WHAT THE EXERCISE ASKS –
Copy out all of the records below, replacing "single line" with "one line" each time it occurs and keeping everything else unchanged.

ENTRIES SHOWN –
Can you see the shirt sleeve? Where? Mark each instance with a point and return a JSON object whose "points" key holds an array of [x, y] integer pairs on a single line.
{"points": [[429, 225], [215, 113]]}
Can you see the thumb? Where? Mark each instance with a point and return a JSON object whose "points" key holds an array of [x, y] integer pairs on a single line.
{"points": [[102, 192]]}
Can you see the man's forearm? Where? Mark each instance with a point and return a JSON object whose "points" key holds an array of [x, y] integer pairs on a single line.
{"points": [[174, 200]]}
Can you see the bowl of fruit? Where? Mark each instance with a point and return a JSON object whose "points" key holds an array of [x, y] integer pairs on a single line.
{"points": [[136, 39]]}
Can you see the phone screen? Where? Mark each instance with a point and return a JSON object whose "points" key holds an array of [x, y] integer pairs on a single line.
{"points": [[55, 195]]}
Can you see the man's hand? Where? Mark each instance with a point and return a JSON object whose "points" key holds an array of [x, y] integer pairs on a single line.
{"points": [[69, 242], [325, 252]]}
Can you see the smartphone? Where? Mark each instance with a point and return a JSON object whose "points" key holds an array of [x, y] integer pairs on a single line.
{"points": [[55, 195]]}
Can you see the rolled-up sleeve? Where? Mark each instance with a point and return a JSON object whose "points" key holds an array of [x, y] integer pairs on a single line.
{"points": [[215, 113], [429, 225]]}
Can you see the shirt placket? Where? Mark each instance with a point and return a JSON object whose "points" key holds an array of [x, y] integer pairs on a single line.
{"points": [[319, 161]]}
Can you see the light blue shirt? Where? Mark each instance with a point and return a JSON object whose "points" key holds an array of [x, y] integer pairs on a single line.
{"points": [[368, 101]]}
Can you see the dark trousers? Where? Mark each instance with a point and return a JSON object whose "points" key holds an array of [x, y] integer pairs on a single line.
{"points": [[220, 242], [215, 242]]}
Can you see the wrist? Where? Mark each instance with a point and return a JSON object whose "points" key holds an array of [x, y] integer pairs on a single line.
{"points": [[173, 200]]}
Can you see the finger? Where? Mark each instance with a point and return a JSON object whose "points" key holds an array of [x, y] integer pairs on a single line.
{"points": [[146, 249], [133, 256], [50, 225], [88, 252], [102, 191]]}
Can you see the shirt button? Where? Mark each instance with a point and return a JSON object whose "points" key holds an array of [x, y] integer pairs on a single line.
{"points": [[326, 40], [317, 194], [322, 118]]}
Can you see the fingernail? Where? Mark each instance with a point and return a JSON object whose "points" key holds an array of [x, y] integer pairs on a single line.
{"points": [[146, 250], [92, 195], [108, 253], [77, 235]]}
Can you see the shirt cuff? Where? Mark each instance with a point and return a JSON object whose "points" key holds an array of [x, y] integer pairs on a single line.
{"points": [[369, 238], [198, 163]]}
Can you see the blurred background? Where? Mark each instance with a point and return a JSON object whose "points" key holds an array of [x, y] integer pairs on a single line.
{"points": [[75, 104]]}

REPLY TO THE TASK –
Can you see the shirt sleeve? Where? Mark each instance with a point and return a JSON object whose "points" key holds an array of [x, y] integer pairs on a one line.
{"points": [[429, 225], [215, 113]]}
Can you see the thumb? Where? Mark each instance with a point and return a JSON object whose "points" key holds an array of [x, y] integer pairs on a one line.
{"points": [[102, 192]]}
Can you see the man's forearm? Where? Mark each instance with a point and return a JSON object whose "points" key holds an array of [x, y] integer pairs on a one line.
{"points": [[174, 200]]}
Can you see the bowl of fruit? Where? Mark each instance with a point and return a JSON object whose "points" key holds an array of [x, y] integer pairs on a one line.
{"points": [[136, 39]]}
Can you see the phone screen? Where? Mark each instance with a point and return a JSON object whose "points" key holds an array of [x, y] integer pairs on a one line.
{"points": [[55, 195]]}
Can you see the man's hand? Where? Mark each instance with a point and return a JSON object whose "points" key holds an array of [x, y] integer pairs on a one line.
{"points": [[69, 242], [325, 252]]}
Can you see the smartphone? Where? Mark each instance with a point and return a JSON object whose "points" key holds an array of [x, y] integer pairs on a one line.
{"points": [[55, 195]]}
Can you see the rolled-up sleeve? Where? Mark each instance with a point and return a JSON object whose "points" key holds an array of [x, y] integer pairs on a one line.
{"points": [[215, 113], [429, 225]]}
Can you see the shirt placket? Where? Mark each instance with a point and return a JSON object whose "points" key holds an array of [x, y] integer pairs on a one line.
{"points": [[319, 161]]}
Can you see the light blue shirt? Where? Mark each instance with a point and return a JSON object whose "points" key holds an array of [x, y] integer pairs on a one line.
{"points": [[368, 101]]}
Can you see the dark trousers? Where? Mark each instance with a point and return a JSON object whose "points" key holds an array of [x, y] integer pairs on a one line.
{"points": [[220, 242], [215, 242]]}
Can you see the wrist? Where? Mark each instance with a point and return a JSON object whose "points" key holds an array of [x, y] integer pairs on a one line.
{"points": [[173, 200]]}
Can you see the finger? Where? Mark each instance with a point and return a JSON object whose "points" key holds an array of [x, y] integer pairs on a one line.
{"points": [[146, 249], [133, 256], [50, 225], [88, 252], [102, 191]]}
Can you see the shirt button? Where? Mark each instance with a point and return a JSON object whose "points" key holds an array of [x, y] integer pairs on a one line.
{"points": [[326, 40], [317, 194], [322, 118]]}
Can you see the fingernail? Where? Mark each instance with a point and return a JSON object whose "points" key holds an array of [x, y] integer pairs on a one line.
{"points": [[146, 250], [92, 195], [108, 253], [77, 235]]}
Can you see the shirt cuff? Where? Mark each instance with a point and return a JSON object whose "points" key holds an array of [x, y] integer pairs on a one line.
{"points": [[369, 238], [198, 163]]}
Can you see the blurred background? Where? Mark each instance with a point and return a JSON object whose "points" key holds an array of [x, y] integer pairs on a one line.
{"points": [[75, 104]]}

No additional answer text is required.